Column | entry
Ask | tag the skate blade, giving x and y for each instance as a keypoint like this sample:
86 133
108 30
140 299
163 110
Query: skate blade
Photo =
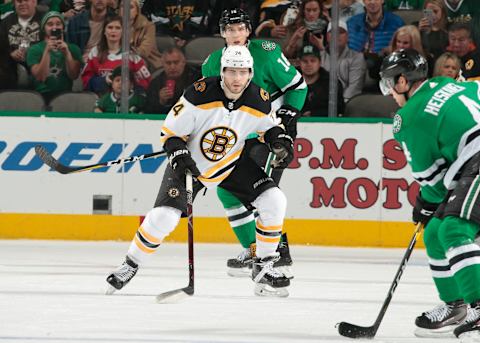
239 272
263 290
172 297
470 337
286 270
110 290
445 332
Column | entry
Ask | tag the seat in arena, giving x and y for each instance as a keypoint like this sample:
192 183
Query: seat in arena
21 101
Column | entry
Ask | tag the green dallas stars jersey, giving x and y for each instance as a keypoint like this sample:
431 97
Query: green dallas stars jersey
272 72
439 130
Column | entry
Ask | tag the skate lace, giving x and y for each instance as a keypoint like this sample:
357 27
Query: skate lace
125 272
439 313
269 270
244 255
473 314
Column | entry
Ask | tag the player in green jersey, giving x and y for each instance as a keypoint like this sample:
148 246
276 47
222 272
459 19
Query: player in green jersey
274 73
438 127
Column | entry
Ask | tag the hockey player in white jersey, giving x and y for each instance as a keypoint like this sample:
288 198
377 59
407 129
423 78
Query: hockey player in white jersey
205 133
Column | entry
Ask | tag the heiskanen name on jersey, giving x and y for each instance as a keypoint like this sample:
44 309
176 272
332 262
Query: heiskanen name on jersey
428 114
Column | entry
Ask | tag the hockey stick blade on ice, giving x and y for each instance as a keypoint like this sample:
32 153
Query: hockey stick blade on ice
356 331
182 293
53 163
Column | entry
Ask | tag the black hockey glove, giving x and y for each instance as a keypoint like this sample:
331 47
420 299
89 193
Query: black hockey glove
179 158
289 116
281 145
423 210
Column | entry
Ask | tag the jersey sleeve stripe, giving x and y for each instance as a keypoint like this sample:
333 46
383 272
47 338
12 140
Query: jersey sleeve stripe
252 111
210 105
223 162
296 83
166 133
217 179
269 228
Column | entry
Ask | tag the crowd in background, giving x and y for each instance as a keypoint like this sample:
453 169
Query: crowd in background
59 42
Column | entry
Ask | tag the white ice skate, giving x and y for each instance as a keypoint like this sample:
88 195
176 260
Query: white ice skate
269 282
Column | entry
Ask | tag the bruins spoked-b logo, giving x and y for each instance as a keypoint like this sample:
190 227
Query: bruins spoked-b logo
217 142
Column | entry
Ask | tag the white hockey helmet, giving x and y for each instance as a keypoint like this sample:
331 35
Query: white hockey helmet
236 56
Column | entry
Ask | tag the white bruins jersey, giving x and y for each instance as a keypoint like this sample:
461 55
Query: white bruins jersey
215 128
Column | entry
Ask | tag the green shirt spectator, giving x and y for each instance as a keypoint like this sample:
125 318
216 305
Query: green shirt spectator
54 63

___

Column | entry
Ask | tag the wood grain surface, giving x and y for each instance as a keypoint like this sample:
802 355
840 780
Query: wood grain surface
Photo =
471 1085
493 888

___

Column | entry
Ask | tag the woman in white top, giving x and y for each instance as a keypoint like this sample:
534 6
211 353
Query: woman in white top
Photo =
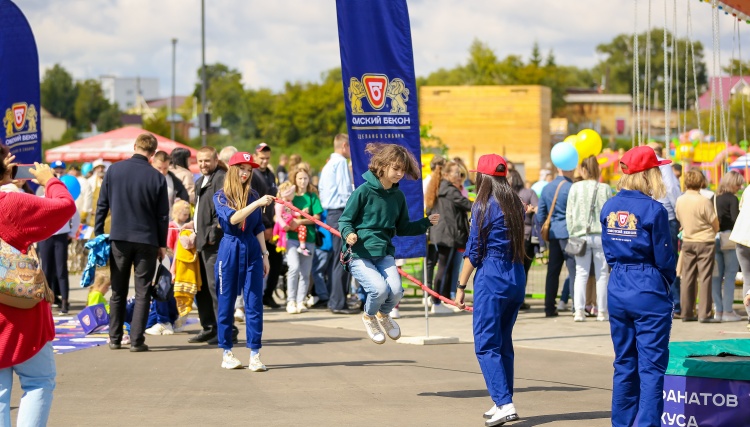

___

- What you need to do -
Find every line of the items above that contains the word "stars", and copy each one.

- Answer below -
Ask | tag the green dallas stars jersey, giving x and y for each instance as a keypoint like this sample:
Query: green dallas stars jersey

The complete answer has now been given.